= Description of the task =
In the records below, find the line containing "like [63, 312].", then extract that line and all subsequent lines exactly, leaving out everything else.

↓↓↓

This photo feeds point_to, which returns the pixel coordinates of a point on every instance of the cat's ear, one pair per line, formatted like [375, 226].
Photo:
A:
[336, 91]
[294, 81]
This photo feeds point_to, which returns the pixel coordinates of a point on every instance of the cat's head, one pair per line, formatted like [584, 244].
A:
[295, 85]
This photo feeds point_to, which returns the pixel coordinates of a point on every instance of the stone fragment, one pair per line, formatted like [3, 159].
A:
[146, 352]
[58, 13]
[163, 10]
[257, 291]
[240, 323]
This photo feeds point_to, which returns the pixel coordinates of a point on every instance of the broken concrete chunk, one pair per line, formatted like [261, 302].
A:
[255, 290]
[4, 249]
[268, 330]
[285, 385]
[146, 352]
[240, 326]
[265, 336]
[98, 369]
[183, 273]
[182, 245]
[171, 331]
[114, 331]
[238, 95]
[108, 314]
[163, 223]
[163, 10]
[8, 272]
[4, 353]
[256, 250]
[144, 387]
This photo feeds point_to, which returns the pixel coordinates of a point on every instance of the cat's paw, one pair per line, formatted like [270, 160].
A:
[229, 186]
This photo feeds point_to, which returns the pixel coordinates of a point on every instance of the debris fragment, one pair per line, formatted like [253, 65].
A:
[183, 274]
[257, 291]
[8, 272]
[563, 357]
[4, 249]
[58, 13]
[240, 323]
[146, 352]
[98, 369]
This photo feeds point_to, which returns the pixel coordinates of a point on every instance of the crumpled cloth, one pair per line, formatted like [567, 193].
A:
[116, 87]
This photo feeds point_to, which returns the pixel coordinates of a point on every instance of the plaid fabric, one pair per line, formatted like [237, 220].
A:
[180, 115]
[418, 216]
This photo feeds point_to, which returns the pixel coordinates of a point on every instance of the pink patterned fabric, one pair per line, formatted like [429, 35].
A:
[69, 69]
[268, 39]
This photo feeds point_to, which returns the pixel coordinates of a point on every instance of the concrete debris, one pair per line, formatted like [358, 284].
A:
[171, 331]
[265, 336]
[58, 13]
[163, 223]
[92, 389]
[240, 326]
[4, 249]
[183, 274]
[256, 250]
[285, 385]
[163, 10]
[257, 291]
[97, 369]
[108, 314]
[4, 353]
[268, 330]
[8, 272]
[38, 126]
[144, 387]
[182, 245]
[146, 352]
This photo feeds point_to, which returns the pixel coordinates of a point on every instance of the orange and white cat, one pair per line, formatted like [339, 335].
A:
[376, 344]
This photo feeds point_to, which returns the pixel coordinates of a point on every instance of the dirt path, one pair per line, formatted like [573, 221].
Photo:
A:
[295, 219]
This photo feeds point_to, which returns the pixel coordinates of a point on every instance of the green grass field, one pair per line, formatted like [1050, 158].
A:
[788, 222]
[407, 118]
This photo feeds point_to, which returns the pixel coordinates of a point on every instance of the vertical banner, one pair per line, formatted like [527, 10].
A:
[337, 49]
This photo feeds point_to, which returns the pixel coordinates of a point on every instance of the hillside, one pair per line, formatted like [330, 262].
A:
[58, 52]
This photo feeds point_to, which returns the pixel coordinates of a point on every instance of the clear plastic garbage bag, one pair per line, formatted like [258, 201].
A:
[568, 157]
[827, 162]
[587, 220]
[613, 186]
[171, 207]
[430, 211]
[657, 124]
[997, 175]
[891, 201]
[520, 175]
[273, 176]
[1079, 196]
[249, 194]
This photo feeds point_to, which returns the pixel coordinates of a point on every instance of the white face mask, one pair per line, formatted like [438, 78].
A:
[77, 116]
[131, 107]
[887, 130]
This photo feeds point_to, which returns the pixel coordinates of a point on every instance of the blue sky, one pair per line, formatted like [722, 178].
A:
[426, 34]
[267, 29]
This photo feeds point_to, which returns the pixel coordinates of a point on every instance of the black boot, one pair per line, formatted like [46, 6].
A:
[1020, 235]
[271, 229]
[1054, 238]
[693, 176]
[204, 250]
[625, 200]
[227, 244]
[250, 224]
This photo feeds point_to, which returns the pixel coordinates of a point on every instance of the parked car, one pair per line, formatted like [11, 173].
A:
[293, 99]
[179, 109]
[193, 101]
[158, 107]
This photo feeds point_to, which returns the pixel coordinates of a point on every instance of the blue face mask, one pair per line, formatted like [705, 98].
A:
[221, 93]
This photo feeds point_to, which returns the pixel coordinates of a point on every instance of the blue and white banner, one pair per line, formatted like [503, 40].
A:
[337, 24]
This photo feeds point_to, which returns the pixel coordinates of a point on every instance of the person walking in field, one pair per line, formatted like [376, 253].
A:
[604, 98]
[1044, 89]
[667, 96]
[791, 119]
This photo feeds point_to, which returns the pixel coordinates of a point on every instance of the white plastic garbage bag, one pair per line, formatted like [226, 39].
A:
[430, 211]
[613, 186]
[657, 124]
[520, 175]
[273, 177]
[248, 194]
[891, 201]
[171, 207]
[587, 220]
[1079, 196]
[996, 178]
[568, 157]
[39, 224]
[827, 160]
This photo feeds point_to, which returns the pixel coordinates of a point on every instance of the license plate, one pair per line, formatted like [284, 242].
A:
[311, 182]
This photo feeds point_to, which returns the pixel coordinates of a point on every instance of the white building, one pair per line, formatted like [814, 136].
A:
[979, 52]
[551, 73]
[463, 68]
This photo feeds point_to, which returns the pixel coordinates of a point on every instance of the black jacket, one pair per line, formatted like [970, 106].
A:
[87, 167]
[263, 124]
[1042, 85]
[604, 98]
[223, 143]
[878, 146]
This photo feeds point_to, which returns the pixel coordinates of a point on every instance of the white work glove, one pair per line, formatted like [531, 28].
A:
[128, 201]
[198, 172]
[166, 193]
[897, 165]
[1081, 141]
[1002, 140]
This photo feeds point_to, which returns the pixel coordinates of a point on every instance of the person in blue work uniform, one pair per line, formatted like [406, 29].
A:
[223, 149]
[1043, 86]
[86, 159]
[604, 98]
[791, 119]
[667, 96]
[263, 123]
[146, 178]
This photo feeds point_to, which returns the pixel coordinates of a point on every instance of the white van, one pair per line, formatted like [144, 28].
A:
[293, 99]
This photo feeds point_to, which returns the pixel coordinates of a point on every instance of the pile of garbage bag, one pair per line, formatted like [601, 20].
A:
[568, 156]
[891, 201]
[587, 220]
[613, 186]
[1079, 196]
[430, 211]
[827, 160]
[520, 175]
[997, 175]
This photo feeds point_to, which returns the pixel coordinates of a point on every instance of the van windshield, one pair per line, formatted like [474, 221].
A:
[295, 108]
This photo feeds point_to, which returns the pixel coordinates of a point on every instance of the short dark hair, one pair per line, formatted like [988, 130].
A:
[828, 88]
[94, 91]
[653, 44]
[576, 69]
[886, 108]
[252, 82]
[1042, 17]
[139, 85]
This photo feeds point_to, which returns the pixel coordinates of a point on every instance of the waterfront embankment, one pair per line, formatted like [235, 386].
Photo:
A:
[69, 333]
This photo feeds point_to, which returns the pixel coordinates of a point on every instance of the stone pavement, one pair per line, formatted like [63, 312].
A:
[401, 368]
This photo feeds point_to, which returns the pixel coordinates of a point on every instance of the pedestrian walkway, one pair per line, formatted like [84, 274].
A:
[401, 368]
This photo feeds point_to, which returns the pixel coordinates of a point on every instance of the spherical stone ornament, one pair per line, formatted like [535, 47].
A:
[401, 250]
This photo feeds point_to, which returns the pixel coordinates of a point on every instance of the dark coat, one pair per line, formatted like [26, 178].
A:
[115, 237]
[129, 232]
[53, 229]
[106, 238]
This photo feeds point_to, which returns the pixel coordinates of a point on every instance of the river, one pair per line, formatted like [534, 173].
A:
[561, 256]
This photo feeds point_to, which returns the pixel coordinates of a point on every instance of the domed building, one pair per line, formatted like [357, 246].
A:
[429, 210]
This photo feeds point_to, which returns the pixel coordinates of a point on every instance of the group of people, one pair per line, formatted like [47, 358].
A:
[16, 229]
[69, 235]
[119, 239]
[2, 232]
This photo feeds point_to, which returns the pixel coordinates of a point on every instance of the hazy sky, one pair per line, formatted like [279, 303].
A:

↑↑↑

= Reply =
This photo feeds point_to, which returns the pixel coordinates of a point on every instance of the stone pavement, one pair per line, formatted like [63, 312].
A:
[401, 368]
This photo feeds point_to, which returns the pixel coordinates of a point on every instance of the pedestrian walkway, one pair per line, formatted like [84, 274].
A:
[401, 368]
This photo feeds point_to, which returns the pixel coordinates of a point on every instance of the spherical stone ornament, one pair per line, formatted like [535, 47].
A:
[401, 250]
This photo feeds point_to, which returns the pixel coordinates of a point on every instance of the dark coat, one pair per line, formatted like [26, 178].
A:
[115, 237]
[129, 232]
[53, 229]
[106, 238]
This photo feeds point_to, which returns the pixel coordinates of a point on every instance of the river, one pair per line, formatted like [534, 173].
A:
[561, 256]
This photo feeds point_to, which returns the pixel coordinates of a point on every instance of the domed building, one pair per line, formatted like [357, 246].
A:
[429, 210]
This photo feeds point_to, which returns the pixel coordinates of a point on every instance of the group of people, one pair per line, formatted like [47, 358].
A:
[16, 229]
[69, 235]
[119, 239]
[2, 232]
This photo feeds point_to, which returns the pixel coordinates of a point on every instance of the hazy sky, one pair per line, formatted like [279, 303].
A:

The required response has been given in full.